# DOCUMENT EXCERPT
————

Keymer & Clayton War Memorials
To read the story of every man on Keymer and Clayton War Memorials please click the link below:
https://keymerclaytonwarmemorials.wordpress.com/

Hassocks contains the old parishes of Clayton (meaning settlement or farmstead on the clay) and Keymer (cow’s mere), describing lush meadowland.

Currently the home of about 7,000 people, the village’s roots stretch back far into prehistory, testified to by the discovery of Neolithic clay spoons and Stone Age flint tools in the area. Bronze Age settlers also set up home in the area some 4,000 years ago, followed by the Romans nearly 2,000 years later.

It is thought that metal workers visited the area at the start of the Bronze Age in about 600 BC. The remains of a Bronze Age fort can be seen at the top of nearby Wolstonbury Hill.
Artefacts and remains from Stone Age, Neolithic, Bronze Age, Iron Age, Roman and Anglo-Saxon times have been found in the area, including evidence of a Roman road leading towards a settlement at Stonepound. An Anglo-Saxon site was found during landscaping at a Hassocks golf course.

The Church of St. Cosmas & St Damian in Keymer, is one of only a handful in this country dedicated to these patron saints of physicians and surgeons. The existence of a church at Keymer is noted in the Domesday Book, though the majority of the present church dates from the 1860s.

————

# STORED RECORDS
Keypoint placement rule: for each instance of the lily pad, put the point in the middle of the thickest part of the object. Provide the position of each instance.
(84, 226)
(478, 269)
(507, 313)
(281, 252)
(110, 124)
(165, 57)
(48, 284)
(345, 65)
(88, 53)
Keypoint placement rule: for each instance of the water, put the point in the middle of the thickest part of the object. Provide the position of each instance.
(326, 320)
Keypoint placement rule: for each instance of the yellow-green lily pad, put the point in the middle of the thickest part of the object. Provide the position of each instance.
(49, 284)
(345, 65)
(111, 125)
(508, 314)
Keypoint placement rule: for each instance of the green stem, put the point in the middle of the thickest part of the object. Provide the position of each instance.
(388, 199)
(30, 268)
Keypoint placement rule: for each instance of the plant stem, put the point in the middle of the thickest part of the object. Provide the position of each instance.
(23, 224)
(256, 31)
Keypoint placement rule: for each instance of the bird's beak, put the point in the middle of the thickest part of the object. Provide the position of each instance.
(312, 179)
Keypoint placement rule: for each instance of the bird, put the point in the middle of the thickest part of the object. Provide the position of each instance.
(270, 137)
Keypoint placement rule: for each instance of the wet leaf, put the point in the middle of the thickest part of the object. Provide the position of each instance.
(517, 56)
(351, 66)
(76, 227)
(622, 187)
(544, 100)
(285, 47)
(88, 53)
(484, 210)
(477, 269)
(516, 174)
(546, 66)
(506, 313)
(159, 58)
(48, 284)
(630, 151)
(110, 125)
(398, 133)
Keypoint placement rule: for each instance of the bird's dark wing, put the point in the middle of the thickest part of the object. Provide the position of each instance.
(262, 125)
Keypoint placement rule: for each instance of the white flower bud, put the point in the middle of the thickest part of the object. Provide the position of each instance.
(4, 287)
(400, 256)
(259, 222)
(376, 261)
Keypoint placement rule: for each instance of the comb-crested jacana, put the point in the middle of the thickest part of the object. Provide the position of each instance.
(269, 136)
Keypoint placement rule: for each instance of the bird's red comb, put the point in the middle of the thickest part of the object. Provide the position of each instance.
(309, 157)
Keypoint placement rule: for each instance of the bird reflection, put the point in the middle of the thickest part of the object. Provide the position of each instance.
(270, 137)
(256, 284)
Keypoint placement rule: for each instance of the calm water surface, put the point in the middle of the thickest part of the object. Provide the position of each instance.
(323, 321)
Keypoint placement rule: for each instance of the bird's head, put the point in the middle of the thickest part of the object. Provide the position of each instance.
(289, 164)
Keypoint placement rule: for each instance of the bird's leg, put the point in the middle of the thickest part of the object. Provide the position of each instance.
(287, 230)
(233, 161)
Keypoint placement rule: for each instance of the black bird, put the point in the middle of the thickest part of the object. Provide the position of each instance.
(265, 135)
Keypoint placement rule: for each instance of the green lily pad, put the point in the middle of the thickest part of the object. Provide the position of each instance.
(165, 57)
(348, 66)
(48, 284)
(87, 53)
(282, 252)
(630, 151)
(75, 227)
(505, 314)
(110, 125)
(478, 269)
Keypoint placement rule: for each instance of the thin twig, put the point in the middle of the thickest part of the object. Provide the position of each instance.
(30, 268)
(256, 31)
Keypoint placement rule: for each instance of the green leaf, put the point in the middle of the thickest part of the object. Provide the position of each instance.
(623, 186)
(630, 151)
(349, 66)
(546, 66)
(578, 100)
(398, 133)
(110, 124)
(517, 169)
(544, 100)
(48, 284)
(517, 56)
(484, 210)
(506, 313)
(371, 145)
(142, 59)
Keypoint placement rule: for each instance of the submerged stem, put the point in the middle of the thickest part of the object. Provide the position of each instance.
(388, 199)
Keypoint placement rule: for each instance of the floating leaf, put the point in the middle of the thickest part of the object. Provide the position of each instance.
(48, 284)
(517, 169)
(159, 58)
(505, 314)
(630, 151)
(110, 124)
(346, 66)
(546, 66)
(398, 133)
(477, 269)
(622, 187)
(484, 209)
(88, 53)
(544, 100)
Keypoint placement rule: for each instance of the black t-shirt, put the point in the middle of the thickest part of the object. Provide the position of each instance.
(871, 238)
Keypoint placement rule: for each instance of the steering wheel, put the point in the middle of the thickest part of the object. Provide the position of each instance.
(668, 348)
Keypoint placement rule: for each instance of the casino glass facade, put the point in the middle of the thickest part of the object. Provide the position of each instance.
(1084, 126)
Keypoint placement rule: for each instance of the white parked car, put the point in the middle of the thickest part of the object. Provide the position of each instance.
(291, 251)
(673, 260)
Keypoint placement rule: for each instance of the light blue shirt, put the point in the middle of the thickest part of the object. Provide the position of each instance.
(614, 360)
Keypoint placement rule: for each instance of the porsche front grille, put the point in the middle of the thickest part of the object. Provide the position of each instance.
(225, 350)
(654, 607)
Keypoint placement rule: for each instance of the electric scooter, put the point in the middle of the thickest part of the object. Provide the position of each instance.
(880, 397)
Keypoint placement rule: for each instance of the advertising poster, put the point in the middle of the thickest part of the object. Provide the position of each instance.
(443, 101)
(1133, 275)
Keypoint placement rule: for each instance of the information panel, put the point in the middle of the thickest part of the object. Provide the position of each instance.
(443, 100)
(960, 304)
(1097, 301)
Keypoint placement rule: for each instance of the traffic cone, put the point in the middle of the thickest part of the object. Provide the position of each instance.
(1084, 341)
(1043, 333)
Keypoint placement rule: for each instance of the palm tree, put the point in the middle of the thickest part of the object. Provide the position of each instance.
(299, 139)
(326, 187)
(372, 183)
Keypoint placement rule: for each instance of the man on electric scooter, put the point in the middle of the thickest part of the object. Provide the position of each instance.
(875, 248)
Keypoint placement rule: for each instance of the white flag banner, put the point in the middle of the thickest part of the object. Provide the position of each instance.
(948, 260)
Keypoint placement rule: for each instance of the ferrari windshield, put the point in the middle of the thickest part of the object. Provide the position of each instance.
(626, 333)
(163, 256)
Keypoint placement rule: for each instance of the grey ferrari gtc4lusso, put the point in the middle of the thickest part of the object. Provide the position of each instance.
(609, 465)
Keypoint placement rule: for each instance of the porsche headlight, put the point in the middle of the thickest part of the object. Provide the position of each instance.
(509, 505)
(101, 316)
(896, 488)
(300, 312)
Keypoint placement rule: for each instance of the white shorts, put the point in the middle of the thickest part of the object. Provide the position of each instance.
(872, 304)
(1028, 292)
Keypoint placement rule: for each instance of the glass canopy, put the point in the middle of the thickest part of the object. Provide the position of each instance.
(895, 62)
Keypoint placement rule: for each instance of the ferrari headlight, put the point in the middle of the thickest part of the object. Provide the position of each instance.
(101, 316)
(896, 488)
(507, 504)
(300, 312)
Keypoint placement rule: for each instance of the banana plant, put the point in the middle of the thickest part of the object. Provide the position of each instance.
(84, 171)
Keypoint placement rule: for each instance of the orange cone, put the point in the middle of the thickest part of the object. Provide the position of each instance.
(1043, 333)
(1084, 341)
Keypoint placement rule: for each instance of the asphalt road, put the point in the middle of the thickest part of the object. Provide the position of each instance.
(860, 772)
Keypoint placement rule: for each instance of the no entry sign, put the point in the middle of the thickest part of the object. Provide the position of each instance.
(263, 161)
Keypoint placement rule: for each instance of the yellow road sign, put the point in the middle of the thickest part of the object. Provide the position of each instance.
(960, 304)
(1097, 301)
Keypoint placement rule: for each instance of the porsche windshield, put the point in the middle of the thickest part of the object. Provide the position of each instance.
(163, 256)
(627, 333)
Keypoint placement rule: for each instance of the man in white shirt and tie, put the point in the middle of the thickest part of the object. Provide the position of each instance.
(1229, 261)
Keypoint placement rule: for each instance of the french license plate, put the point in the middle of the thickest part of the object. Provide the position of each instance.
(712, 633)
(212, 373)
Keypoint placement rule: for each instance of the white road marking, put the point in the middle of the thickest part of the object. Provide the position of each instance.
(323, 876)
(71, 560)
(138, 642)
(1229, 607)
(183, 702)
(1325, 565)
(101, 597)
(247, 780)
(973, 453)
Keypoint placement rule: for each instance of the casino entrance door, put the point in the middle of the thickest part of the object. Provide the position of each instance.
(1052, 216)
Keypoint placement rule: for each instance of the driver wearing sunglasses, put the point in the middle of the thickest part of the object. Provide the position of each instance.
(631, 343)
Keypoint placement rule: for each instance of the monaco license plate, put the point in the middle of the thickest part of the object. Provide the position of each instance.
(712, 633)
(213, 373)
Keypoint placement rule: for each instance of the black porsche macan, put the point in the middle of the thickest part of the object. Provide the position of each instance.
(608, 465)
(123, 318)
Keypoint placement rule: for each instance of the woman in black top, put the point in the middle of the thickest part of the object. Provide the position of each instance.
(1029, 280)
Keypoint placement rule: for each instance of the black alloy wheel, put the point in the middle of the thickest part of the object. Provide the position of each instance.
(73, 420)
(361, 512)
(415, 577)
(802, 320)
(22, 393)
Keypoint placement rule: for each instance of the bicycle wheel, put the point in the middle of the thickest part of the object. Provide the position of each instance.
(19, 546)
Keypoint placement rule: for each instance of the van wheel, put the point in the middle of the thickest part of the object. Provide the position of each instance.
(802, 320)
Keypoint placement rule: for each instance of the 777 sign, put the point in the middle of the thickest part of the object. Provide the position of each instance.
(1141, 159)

————

# COMPLETE THE FOLLOWING
1. Answer these questions using the Hassocks history text:
(a) What does the name Keymer mean?
(b) Where can the remains of a Bronze Age fort be seen?
(c) About how many people live in the village today?
2. In the Hassocks history text, turn the paragraph beginning "Artefacts and remains from Stone Age" into a short bulleted list that keeps its main facts.
3. Continue the Hassocks history text from the point where it ends.
The data has no connection to the Hassocks history text.

# RESULTS IN ORDER
1.
(a) Cow's mere.
(b) At the top of nearby Wolstonbury Hill.
(c) About 7,000.

2.
- Artefacts and remains from the Stone Age, Neolithic, Bronze Age, Iron Age, Roman and Anglo-Saxon periods have been found in the area.
- There is evidence of a Roman road leading toward a settlement at Stonepound.
- An Anglo-Saxon site was found during landscaping at a Hassocks golf course.

3.
The Saxons decided on nearby Clayton for the site of St John the Baptist Church, the chancel arch of which is 900 years old, and the church has yielded medieval wall paintings of national importance.

However, the arrival which made the most impact on the area came in the 1840s – the railway. The opening of Hassocks Gate as the station in 1841 heralded the beginning of the village as it is it today. It was the terminus station for the route from London to Brighton and this was followed by increased housing development in the centre to cater for commuters using the railway.

The considerable obstacle to onward expansion was the ridge of the South Downs which cut off Hassocks from Brighton and the south coast.
Eventually money was raised to finance a tunnel and with the piercing of the South Downs in 1844 rail access was gained to Brighton.

During the construction of the line and Clayton Tunnel, over 6000 workers and 900 horses were used. Over 400 of the construction workers (‘navvies’ or navigators) were housed in huts near the line or in cottages around Keymer parish.

Hassocks Station was originally named Hassocks Gate after the tollgate which stood on the main road near Stonepound now the current crossroads of the A273 and B2116.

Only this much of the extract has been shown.